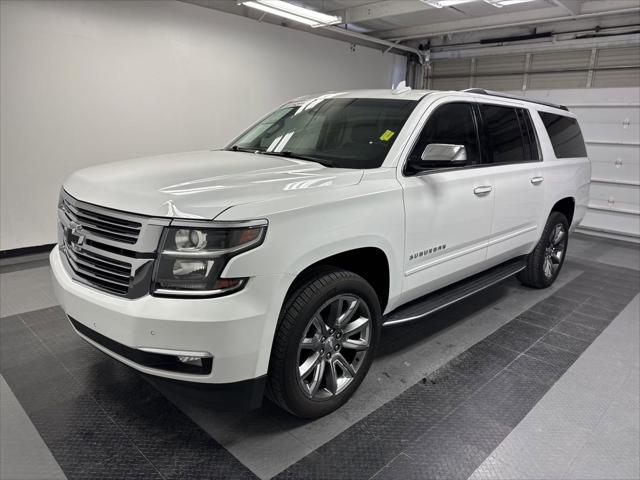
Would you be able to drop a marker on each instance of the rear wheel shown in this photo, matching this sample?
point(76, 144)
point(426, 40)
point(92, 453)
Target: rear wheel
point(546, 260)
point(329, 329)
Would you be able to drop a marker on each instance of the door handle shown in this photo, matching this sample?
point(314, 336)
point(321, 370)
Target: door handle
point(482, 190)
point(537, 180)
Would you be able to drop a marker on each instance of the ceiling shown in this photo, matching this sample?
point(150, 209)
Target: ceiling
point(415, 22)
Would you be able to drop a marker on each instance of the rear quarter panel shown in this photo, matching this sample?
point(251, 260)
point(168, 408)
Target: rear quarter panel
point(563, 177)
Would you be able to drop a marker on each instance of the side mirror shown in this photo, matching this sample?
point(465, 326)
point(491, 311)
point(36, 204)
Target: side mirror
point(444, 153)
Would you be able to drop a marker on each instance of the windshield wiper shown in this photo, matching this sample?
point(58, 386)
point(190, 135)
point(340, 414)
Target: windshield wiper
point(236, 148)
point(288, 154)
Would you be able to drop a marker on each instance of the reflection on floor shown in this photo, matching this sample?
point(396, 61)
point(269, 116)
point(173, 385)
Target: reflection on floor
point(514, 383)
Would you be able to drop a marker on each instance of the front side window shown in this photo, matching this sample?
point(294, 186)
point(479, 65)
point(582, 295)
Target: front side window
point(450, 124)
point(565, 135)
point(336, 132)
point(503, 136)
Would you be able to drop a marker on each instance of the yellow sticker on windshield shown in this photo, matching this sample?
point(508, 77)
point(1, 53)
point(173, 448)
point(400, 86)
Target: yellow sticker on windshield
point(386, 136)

^^^^

**EXERCISE AIM**. Word for word, give the entries back in full; the pictures do not belong in the copy.

**ANSWER FOR THIS EXERCISE**.
Would you be able to drop a marker on each instance of the rear wheel shown in this photo, matching this sample?
point(76, 144)
point(426, 40)
point(92, 453)
Target: rear wheel
point(546, 260)
point(329, 329)
Would you be able to drop a marker on each instance of the door handle shown in this photo, matching this sample?
point(314, 336)
point(321, 370)
Target: door handle
point(482, 190)
point(537, 180)
Would you be able to drop a marker on each instance of the ceiling shown in this photo, matching this sample?
point(150, 209)
Target: ceiling
point(415, 22)
Would you be able to drop a marker on each instance of the rear quarter panel shown in this photo, matching this sample?
point(251, 260)
point(168, 408)
Target: rear quarter panel
point(563, 177)
Would you be able to drop a marker on each instance of the side mirror shown in this photo, matching this sample?
point(465, 326)
point(491, 311)
point(36, 204)
Target: side mirror
point(444, 153)
Would you be able to drop a marker on each instance of the windshield wiper shown in this photo, matching this sample?
point(58, 386)
point(190, 135)
point(340, 414)
Target: windshield wiper
point(236, 148)
point(288, 154)
Would you be able to drop a marker on each instance of the reflection on floor shown in this photo, matching this sample?
point(396, 61)
point(269, 116)
point(173, 385)
Target: reflection on floor
point(514, 383)
Would you be able to drop a marker on each instance of the front side window shown in this photo, matching this sample?
point(294, 186)
point(479, 65)
point(582, 295)
Target: front side window
point(450, 124)
point(565, 135)
point(336, 132)
point(503, 136)
Would you be able to drop a marker on each instance of the yellow sticker on windshield shown in this photo, matching this sample?
point(508, 77)
point(1, 53)
point(173, 448)
point(400, 86)
Target: yellow sticker on windshield
point(386, 136)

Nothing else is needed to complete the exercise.